Instruction: Render the listing below as a numbered list with one line per entry, dropping blank lines and omitting the pictures.

Given information:
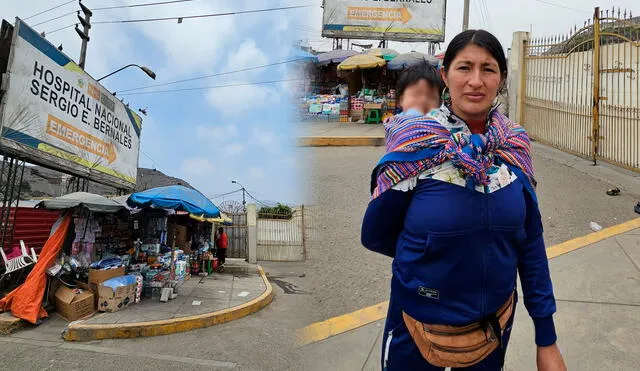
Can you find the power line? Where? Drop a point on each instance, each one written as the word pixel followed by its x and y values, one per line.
pixel 59 29
pixel 48 10
pixel 204 15
pixel 213 197
pixel 211 87
pixel 53 19
pixel 187 17
pixel 562 6
pixel 144 4
pixel 213 75
pixel 114 7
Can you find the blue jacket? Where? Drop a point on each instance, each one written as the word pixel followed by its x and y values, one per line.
pixel 456 252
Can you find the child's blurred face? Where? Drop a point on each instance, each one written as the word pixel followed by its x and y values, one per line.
pixel 420 96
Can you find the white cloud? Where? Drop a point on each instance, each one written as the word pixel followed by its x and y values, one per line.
pixel 265 139
pixel 233 149
pixel 197 166
pixel 194 44
pixel 290 161
pixel 232 101
pixel 219 133
pixel 247 55
pixel 256 173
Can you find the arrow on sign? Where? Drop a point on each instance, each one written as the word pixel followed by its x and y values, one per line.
pixel 378 14
pixel 85 141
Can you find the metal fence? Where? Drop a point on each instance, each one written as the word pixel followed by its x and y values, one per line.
pixel 285 229
pixel 237 235
pixel 582 89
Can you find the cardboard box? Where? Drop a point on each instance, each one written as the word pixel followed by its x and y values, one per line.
pixel 110 301
pixel 73 306
pixel 97 276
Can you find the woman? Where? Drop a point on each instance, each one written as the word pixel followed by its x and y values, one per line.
pixel 454 205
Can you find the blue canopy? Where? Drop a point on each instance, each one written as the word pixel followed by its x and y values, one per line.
pixel 177 198
pixel 406 60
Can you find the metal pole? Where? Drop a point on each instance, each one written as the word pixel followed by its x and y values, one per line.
pixel 304 234
pixel 522 89
pixel 85 41
pixel 595 136
pixel 465 16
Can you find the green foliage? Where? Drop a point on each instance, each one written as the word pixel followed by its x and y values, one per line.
pixel 276 212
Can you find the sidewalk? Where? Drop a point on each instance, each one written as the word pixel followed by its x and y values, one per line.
pixel 320 134
pixel 597 289
pixel 241 290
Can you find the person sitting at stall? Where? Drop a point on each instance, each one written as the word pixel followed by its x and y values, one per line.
pixel 221 248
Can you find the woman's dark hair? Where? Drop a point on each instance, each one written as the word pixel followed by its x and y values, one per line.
pixel 415 73
pixel 479 38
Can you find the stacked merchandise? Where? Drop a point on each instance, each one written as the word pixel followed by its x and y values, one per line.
pixel 323 107
pixel 357 109
pixel 86 230
pixel 344 111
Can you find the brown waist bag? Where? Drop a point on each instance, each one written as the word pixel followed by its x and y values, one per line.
pixel 460 346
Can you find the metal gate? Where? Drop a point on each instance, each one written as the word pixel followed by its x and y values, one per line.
pixel 589 111
pixel 237 235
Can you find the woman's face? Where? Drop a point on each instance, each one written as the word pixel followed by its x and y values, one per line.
pixel 473 79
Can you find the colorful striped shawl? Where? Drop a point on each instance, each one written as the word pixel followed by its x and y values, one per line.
pixel 418 143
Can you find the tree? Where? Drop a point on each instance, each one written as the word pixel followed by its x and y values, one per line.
pixel 277 212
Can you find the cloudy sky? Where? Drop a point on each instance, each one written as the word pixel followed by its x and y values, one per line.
pixel 208 136
pixel 501 17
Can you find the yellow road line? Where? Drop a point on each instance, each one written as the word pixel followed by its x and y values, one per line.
pixel 351 141
pixel 333 326
pixel 337 325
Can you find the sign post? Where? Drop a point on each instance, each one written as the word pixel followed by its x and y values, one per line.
pixel 54 114
pixel 418 21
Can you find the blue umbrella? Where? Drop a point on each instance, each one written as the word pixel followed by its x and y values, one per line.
pixel 405 60
pixel 299 54
pixel 177 198
pixel 334 56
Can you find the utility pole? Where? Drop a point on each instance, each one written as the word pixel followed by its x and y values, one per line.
pixel 465 16
pixel 84 34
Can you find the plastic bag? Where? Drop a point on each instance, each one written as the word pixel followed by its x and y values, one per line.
pixel 121 281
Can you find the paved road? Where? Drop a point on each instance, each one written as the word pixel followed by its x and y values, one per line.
pixel 262 341
pixel 345 277
pixel 339 277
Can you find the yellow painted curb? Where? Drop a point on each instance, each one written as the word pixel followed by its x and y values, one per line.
pixel 591 238
pixel 348 141
pixel 333 326
pixel 79 331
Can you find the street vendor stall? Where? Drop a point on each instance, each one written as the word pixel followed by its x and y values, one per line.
pixel 183 201
pixel 368 105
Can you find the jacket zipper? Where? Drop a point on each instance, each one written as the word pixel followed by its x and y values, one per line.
pixel 456 351
pixel 484 253
pixel 386 349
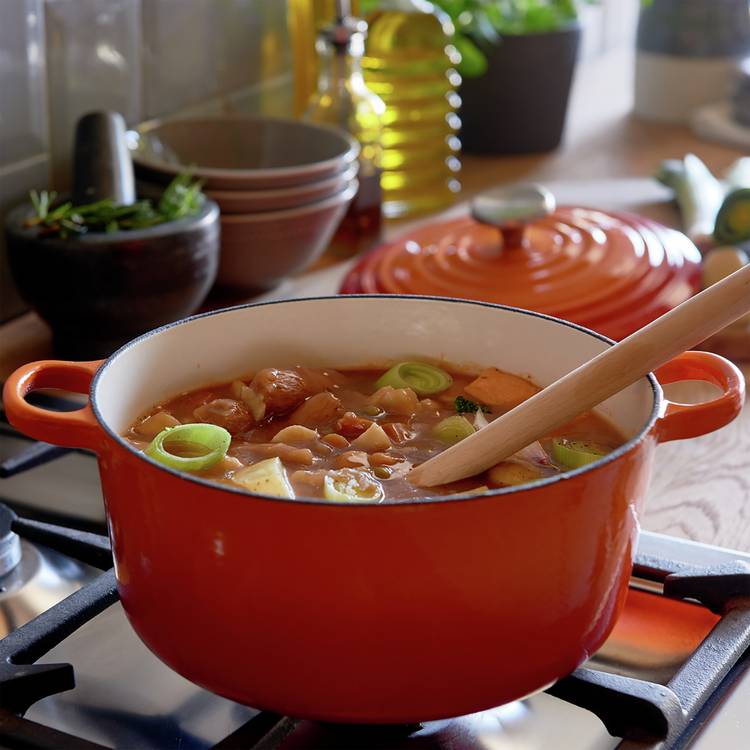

Reply:
1. Can you find the power line? Where? Drop a point on each instance, each one written as the word pixel followed by its x and y values, one per line.
2. pixel 59 29
3. pixel 48 10
4. pixel 204 15
5. pixel 213 197
6. pixel 211 87
7. pixel 53 19
8. pixel 187 17
9. pixel 562 6
10. pixel 144 4
11. pixel 213 75
12. pixel 114 7
13. Can you find the blue jacket? Where? Drop a point on each instance, each one written as the word pixel followed by its x and y values, one per line.
14. pixel 456 252
15. Can you find the child's blurred face? Where? Drop a point on each instance, each one written as the word pixel followed by its x and y values, one per line.
16. pixel 420 96
17. Can you find the white cloud? Where? Drop a point on each instance, each one written as the word pixel followed by its x and y values, one per line.
18. pixel 265 139
19. pixel 233 149
20. pixel 197 166
21. pixel 194 44
22. pixel 290 161
23. pixel 232 101
24. pixel 219 133
25. pixel 247 55
26. pixel 256 173
27. Can you find the arrow on sign? Where? Drop a point on each instance, each one written as the word pixel followed by its x and y values, one per line.
28. pixel 378 14
29. pixel 85 141
30. Can you find the metal fence? Where? Drop a point on each instance, each one written as the word pixel followed by its x and y values, one per line.
31. pixel 285 229
32. pixel 237 235
33. pixel 582 89
34. Can you find the cardboard box? Where? Drop a point on each instance, each one written as the word pixel followed by its x and y values, one per line.
35. pixel 110 301
36. pixel 73 306
37. pixel 97 276
38. Can you find the woman? Where? Drop a point on each instance, each one written as the word pixel followed by its x and y values, one per line.
39. pixel 454 205
40. Can you find the blue canopy? Where? Drop a point on each instance, each one written as the word pixel followed by its x and y values, one per line.
41. pixel 177 198
42. pixel 406 60
43. Can you find the metal pole? Where? Drop a point on each instance, each one written as the word pixel followed by its x and y values, one per line.
44. pixel 304 234
45. pixel 522 89
46. pixel 85 41
47. pixel 595 136
48. pixel 465 16
49. Can you find the green foliage? Where? Drop a point on each instance, each one written as the word pixel followed by its x and y values, one per line.
50. pixel 276 212
51. Can you find the sidewalk? Where? Drop a point on each instance, each one written as the word pixel followed by its x and y values, one per line.
52. pixel 320 134
53. pixel 597 289
54. pixel 241 290
55. Can you find the person sitting at stall? Where? Drop a point on each instance, each one written as the word pixel followed by its x and y values, one per line.
56. pixel 221 248
57. Can you find the woman's dark hair? Where? Drop a point on each instance, each one written as the word pixel followed by its x and y values, one per line.
58. pixel 415 73
59. pixel 479 38
60. Can you find the stacked merchandise? Where? Drop a point on each instance, each one written as the word pixel followed by its x and y values, one per line.
61. pixel 323 107
62. pixel 357 109
63. pixel 86 230
64. pixel 344 111
65. Can you find the brown waist bag? Where? Drop a point on each instance, each one written as the word pixel followed by its x and y values, one per line.
66. pixel 460 346
67. Can you find the metal gate? Where? Drop a point on each instance, each one written as the word pixel followed by its x and y values, one per line.
68. pixel 589 111
69. pixel 237 235
70. Can you find the woman's face? Where? Drop a point on each instance, each one written as the word pixel followed by its x and y values, one per line.
71. pixel 473 79
72. Can you find the colorful striped shawl? Where? Drop a point on each instance, each one written as the word pixel followed by its x and y values, one per line.
73. pixel 418 143
74. Can you find the tree? Where? Drop a point on each instance, each one written as the word pixel followed by its x and y values, one per line.
75. pixel 277 212
76. Can you find the cloudy sky? Where? Drop a point on each instance, each one written as the word pixel followed by its x and y values, one per line.
77. pixel 208 136
78. pixel 501 17
79. Can you find the yellow road line? Where? Drop a point on each instance, each one written as the word pixel followed by its x and y values, one per line.
80. pixel 351 141
81. pixel 333 326
82. pixel 337 325
83. Can you find the sign post? Where? Drop a point on each instance, each one written as the word pixel followed by its x and y values, one per line.
84. pixel 54 114
85. pixel 418 21
86. Can you find the blue umbrella? Where? Drop a point on each instance, each one written as the word pixel followed by its x and y values, one per line.
87. pixel 405 60
88. pixel 299 54
89. pixel 177 198
90. pixel 334 56
91. Can you find the utility pole? Where? Drop a point on each instance, each one written as the word pixel followed by its x and y values, one per line.
92. pixel 465 16
93. pixel 84 34
94. Can you find the plastic bag? Where? Drop a point on each instance, each one written as the word pixel followed by its x and y values, one per line.
95. pixel 121 281
96. Can you find the paved road? Where? Drop a point on each instance, each one written as the word pixel followed by its x and y values, one per line.
97. pixel 262 341
98. pixel 345 277
99. pixel 339 277
100. Can you find the yellow painted curb? Where? Drop a point on each instance, each one written as the word pixel followed by its x and y values, one per line.
101. pixel 591 238
102. pixel 348 141
103. pixel 333 326
104. pixel 79 331
105. Can you find the street vendor stall? Where? Drop a point on each instance, each one written as the word pixel followed by its x and y values, one per line.
106. pixel 183 201
107. pixel 368 105
108. Can you find the jacket zipper? Where? Drop a point on each instance, each one written as the word pixel followed by its x and y values, one per line.
109. pixel 456 351
110. pixel 484 253
111. pixel 386 349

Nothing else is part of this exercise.